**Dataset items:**
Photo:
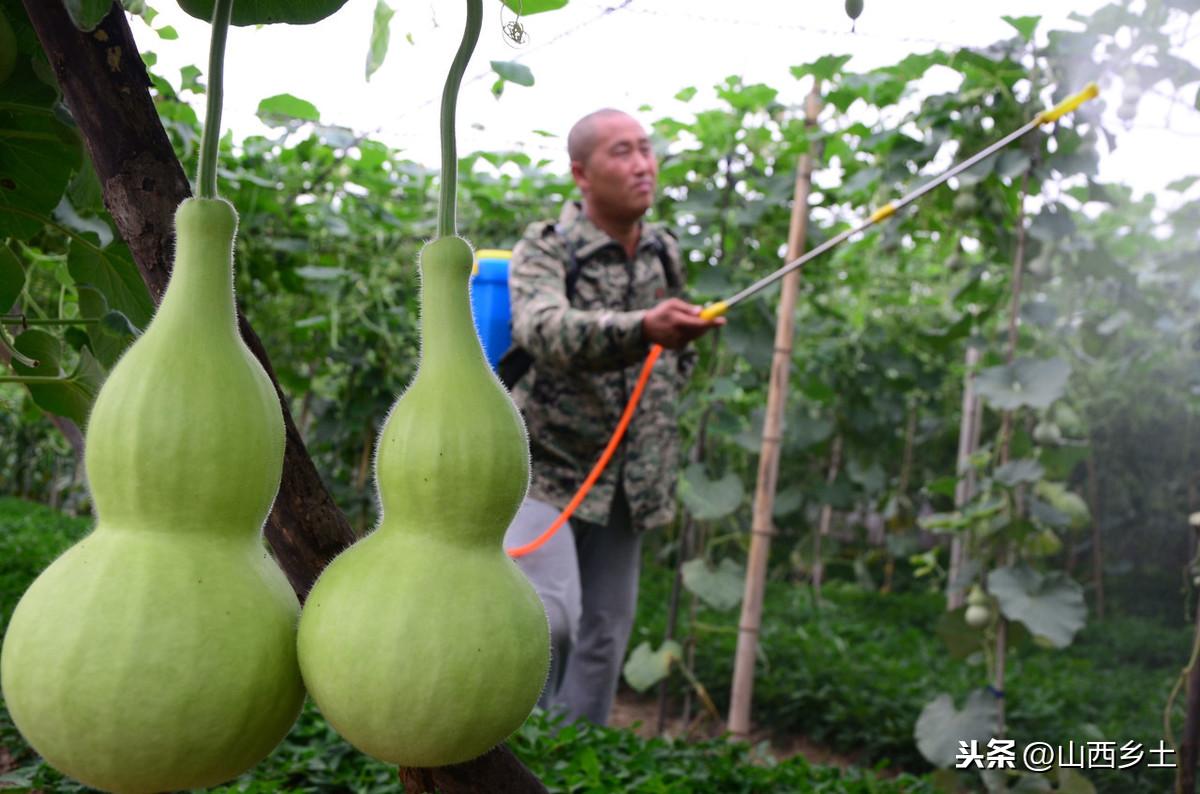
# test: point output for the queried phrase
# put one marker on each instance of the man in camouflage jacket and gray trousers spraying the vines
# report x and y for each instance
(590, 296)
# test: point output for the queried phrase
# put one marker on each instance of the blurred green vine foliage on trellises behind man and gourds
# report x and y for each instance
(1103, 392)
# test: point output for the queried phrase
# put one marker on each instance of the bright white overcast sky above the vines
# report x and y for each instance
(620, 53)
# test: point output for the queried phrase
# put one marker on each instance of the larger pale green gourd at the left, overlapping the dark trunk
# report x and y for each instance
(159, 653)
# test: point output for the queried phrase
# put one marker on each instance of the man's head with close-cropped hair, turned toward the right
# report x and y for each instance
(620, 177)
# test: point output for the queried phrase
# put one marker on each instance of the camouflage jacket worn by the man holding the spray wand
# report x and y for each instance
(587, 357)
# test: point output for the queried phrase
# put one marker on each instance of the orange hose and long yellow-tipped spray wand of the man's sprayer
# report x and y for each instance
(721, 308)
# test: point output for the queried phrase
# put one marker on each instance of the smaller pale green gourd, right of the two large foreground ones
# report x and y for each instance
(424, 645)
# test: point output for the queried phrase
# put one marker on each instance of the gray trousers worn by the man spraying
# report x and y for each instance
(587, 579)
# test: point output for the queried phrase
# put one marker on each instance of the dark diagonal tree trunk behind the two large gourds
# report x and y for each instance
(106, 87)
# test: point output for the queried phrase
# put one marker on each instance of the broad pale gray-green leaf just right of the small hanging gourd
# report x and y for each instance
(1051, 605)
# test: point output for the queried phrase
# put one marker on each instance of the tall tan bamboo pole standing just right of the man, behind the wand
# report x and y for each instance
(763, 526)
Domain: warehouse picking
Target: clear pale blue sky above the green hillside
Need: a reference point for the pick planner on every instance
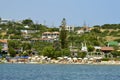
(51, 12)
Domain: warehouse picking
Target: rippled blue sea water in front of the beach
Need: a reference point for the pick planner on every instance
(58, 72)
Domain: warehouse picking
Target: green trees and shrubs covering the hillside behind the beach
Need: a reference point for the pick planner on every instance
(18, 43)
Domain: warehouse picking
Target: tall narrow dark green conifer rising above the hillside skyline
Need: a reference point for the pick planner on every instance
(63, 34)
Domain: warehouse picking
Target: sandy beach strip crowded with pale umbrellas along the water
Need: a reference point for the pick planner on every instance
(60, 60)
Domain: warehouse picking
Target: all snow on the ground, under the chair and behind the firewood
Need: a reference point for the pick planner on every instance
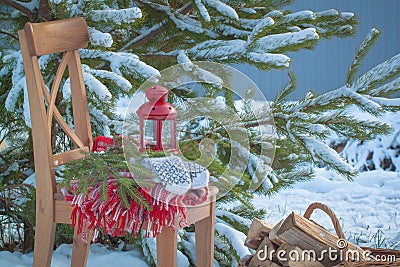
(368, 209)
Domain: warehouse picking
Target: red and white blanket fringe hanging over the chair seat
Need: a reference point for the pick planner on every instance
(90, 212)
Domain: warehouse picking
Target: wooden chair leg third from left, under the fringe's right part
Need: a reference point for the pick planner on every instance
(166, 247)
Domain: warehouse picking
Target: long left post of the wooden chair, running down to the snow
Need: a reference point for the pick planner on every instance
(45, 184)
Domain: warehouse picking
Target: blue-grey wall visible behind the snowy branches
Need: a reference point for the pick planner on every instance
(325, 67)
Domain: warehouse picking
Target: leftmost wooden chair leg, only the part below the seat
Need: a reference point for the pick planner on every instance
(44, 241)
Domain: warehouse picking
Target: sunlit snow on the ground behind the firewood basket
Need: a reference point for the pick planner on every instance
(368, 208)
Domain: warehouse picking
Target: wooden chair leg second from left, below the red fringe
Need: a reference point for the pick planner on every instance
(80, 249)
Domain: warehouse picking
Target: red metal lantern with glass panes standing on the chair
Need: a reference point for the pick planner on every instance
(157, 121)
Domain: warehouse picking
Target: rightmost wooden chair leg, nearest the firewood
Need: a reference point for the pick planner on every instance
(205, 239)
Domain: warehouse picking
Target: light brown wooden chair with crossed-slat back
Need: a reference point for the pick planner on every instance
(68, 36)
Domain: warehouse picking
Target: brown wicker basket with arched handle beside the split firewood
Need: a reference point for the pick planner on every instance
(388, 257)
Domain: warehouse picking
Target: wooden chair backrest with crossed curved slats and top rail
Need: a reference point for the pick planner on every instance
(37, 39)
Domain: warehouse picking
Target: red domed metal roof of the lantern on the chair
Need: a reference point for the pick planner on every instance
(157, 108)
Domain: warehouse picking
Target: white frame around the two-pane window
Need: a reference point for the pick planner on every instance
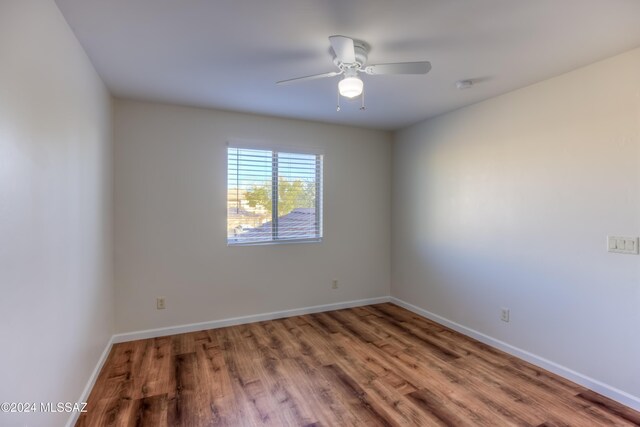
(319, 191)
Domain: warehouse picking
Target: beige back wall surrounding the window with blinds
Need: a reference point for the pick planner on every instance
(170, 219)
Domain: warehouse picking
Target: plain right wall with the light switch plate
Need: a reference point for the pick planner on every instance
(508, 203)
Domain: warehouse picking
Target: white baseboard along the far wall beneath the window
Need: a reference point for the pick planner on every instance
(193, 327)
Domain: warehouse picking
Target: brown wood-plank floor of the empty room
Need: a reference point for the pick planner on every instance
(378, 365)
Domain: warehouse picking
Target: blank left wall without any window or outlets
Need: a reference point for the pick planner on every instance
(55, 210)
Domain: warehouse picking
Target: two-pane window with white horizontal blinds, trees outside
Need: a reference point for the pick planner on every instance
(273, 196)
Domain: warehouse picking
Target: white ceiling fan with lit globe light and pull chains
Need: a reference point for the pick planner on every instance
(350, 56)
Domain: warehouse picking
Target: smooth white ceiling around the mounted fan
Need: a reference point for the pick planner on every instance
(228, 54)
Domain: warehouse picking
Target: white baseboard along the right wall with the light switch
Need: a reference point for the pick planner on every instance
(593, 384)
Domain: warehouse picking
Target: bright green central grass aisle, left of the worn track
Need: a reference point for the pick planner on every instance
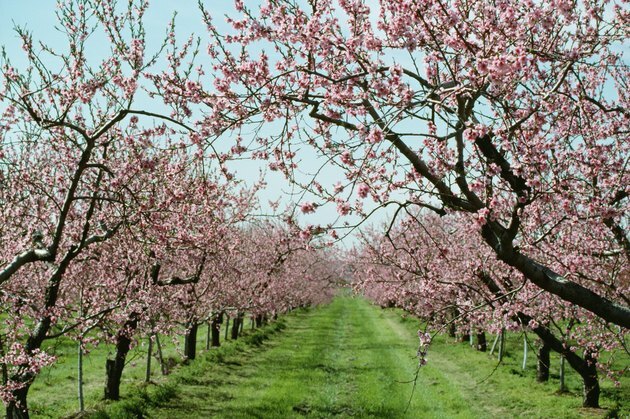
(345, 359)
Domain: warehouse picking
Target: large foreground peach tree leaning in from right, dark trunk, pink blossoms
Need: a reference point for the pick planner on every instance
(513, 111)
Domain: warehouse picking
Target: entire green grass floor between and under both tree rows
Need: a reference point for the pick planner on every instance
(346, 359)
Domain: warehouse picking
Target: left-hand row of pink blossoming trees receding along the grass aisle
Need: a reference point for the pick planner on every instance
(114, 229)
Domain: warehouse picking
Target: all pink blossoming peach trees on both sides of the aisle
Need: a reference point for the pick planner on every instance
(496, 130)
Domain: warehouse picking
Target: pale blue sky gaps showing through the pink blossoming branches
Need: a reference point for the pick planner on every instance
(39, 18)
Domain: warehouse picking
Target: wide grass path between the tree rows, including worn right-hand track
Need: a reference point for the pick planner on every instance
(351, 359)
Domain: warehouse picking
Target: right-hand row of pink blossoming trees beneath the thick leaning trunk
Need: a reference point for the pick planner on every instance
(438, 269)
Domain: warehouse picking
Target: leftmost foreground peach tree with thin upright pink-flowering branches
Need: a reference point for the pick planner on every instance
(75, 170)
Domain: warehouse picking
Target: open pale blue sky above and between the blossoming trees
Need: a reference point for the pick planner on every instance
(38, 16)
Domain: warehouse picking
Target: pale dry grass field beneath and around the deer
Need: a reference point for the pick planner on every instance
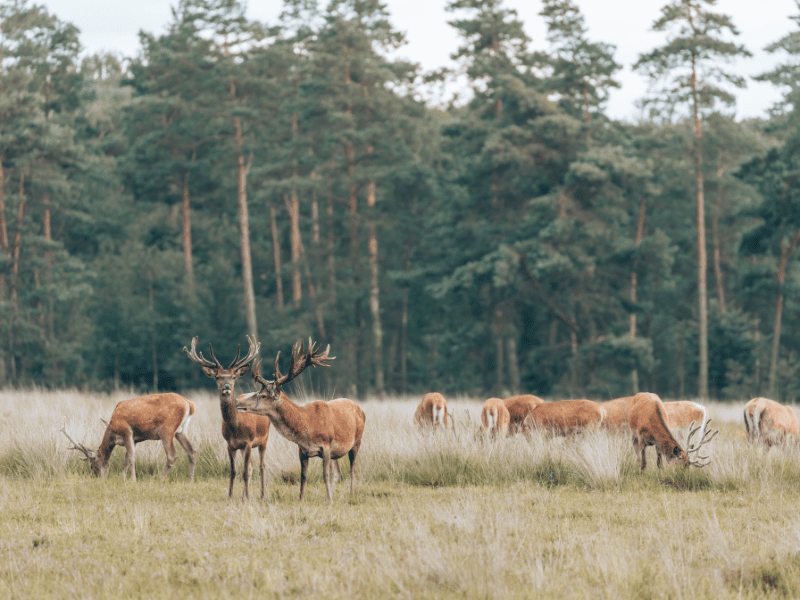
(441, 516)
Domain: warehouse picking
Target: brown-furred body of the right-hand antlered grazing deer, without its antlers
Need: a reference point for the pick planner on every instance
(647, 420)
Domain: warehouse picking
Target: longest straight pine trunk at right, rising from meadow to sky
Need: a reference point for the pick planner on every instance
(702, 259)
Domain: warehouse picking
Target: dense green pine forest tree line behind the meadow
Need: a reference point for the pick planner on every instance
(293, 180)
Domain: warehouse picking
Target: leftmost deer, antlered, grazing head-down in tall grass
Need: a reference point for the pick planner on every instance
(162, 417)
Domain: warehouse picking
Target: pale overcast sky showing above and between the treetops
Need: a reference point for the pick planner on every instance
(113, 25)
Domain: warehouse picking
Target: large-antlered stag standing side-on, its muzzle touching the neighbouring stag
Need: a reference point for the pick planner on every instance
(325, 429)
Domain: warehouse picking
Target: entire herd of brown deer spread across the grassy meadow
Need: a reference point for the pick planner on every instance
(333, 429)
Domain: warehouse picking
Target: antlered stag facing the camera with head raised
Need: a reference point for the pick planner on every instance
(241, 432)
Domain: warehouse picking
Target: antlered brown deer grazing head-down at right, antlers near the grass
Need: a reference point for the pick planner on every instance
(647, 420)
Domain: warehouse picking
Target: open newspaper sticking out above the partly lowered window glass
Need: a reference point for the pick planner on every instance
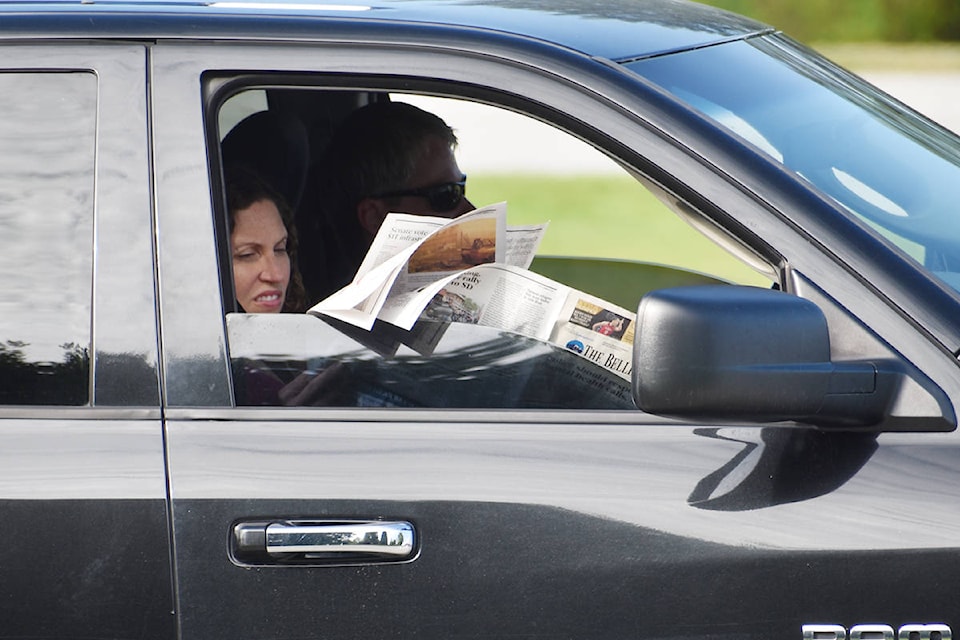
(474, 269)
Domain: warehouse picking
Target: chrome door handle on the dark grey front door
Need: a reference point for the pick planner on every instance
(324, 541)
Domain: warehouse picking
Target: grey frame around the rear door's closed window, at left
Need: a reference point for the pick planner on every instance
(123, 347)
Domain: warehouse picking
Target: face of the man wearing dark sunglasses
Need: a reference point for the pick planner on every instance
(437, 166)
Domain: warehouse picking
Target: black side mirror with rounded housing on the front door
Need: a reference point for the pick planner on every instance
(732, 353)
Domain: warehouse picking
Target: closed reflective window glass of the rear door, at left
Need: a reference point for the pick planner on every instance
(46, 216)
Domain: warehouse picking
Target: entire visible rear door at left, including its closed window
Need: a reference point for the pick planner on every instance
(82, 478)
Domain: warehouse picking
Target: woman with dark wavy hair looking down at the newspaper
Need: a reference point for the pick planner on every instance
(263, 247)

**Task item:** Going from the line that contains "Target: face of" to the last line of the records, reproduce every line as written.

**Final answer:**
Target: face of the man wearing dark sunglasses
Need: a reference point for the pick planner on every instance
(437, 166)
Domain: warehouse picking
Target: black side mirror with rounded housing on the front door
Need: a reference point for the pick planner on every instance
(732, 353)
Domain: warehouse picking
Target: closed reflective window glass of the rear door, at left
Need: a reference point for the pick planner on every instance
(46, 216)
Domain: warehouse picking
Target: entire visible rear door at left, including its closed window
Need: a reference point for the pick planner on every instance
(82, 478)
Domain: warehouse picking
Target: woman with dark wavy hair looking down at the newspaper
Need: a reference point for the pick planner on every instance
(263, 247)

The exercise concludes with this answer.